— Reading passage —
Determining Reasonable Compensation for Nonprofit Executives Protecting your organization can be as easy as 1 2 3

The IRS, and many others both in and out of the Charitable sector, believe strongly that charitable contributions should be used for their intended purpose, and that the tax exemption granted to charities is a valued public trust. To ensure that the general public is getting the highest return from granting this benefit, the IRS wants assurance that charities are not using donations to compensate key executives more than a reasonable amount. The announcement in August 2003 that the New York Stock Exchange, a nonprofit corporation, compensated its chairman over $140 million a year was a watershed moment for the nonprofit sector and everyone knew the time for change had come.

To make sure your charity is making reasonable compensation decisions, the process of determining compensation needs to be performed using the IRS’s three steps detailed below to establish what is known as the rebuttable presumption.

Rebuttable Presumption

The rebuttable presumption is a fancy term that means if your organization follows the correct procedures when making compensation decisions the burden of proof that the decision is unreasonable shifts to the IRS. These regulations were issued to help non-profits avoid overpaying key employees and others known as disqualified persons which includes anyone that was in a position to exercise substantial influence over the affairs of the organization.

Three Steps to the IRS’ Rebuttable Presumption of Reasonableness:

  1. The compensation arrangement or the terms of the property transfer are approved in advance by an authorized body of the tax-exempt organization composed entirely by individuals who do not have a conflict of interest with respect to the compensation arrangement or property transfer. An easy example of a conflict of interest would be if you were deciding the compensation level of your uncle.
  2. The authorized body obtained and relied upon appropriate comparability data prior to making its determination. Nonprofit compensation data is public information. The easiest way to obtain comparable data is to visit websites like that make the IRS Form 990 available. Form 990 includes the payroll information for key employees in Part VII and Schedule J if employees are paid more than $150,000 per year. Download the data for a few organizations that you believe are comparable to yours. If you are small mental health clinic, downloading the 990 for a major nonprofit hospital most likely would not be viewed as using comparable data.
  3. The authorized body adequately documented the basis for its determination concurrently with making that determination. This means keeping good minutes of the deliberation, data relied on, and the reason for the decision.

— Problem statement —
Write the next part of the text on setting reasonable pay for nonprofit executives, picking up after its third step. The listing that follows comes from a separate source and is unrelated to the text on nonprofit executive pay.

— Raw data —
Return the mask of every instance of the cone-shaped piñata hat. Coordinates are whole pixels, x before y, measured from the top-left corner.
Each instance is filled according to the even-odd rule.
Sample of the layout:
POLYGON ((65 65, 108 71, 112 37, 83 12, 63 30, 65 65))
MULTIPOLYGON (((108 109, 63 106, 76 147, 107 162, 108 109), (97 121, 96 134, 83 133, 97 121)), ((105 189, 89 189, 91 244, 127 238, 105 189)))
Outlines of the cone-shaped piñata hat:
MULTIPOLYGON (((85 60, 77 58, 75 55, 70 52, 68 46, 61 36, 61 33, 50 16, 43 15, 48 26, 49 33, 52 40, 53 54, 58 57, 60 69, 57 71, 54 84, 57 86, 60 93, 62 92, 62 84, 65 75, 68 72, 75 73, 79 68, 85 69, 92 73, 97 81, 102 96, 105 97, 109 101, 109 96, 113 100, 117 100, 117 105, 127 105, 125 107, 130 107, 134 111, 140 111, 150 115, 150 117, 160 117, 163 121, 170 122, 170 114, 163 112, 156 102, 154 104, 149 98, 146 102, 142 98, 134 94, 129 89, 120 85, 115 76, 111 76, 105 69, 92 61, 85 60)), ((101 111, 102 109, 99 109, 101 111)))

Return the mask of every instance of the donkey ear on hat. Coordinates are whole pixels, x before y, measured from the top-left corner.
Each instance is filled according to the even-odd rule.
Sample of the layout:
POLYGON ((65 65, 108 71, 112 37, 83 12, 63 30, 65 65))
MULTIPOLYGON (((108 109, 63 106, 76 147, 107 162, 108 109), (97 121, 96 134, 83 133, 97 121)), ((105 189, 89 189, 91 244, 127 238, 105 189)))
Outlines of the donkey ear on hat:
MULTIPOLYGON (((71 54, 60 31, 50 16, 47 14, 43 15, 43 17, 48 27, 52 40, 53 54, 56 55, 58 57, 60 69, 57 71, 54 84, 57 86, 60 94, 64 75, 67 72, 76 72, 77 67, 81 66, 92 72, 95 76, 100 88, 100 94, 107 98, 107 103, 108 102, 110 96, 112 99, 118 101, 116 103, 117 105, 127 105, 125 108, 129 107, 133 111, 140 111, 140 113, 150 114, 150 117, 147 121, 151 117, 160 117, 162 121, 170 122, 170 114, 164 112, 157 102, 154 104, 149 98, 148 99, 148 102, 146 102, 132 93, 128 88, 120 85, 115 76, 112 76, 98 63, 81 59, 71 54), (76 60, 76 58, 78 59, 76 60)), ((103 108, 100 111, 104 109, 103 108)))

— Output of the task —
Implementing the IRS criteria

There are many ways to implement these procedures and no one method fits all organizations. Larger organizations may establish a compensation committee and hire outside consultants to perform the function of evaluating compensation. Smaller organizations may assign this responsibility to a committee that already exists like the finance or executive committees or even the full board. The most important factor is that the required elements are present when making the decision.

The Tax Code imposes severe penalties when a determination is made that excess compensation has been paid

The penalty includes a two-tier excise tax on the excess benefit paid and the person receiving the excess benefit needs to return those funds to the charity with interest. The First Tier is 25% of the excess benefit, payable by the person who received it. If the excess compensation is not returned a 200% penalty can be imposed. In addition, a 10% tax may be imposed on the organization’s directors or officers who knowingly participated in making the compensation decisions.

Additional 21% Excise Tax on compensation over 1 million

A new provision is in effect for a tax year beginning after December 31, 2017. It has two components, a 21% tax on compensation payments in excess of 1 million and on separation payments, commonly called a parachute, when the payments are in excess of three times an employee’s average pay.

Public Disclosure

Many will agree that these policies in making compensation determinations make sense and seem like the right thing to do. To enhance compliance, the IRS added these policy questions into the IRS Form 990 so they and anyone who has access to your public information can determine if your organization is complying. This is especially true if you compensate anyone over $150,000 in a calendar year which requires the addition of scheduled (J) to the 990. This schedule not only has compensation data but also askes many more questions about your organizations compensation policies.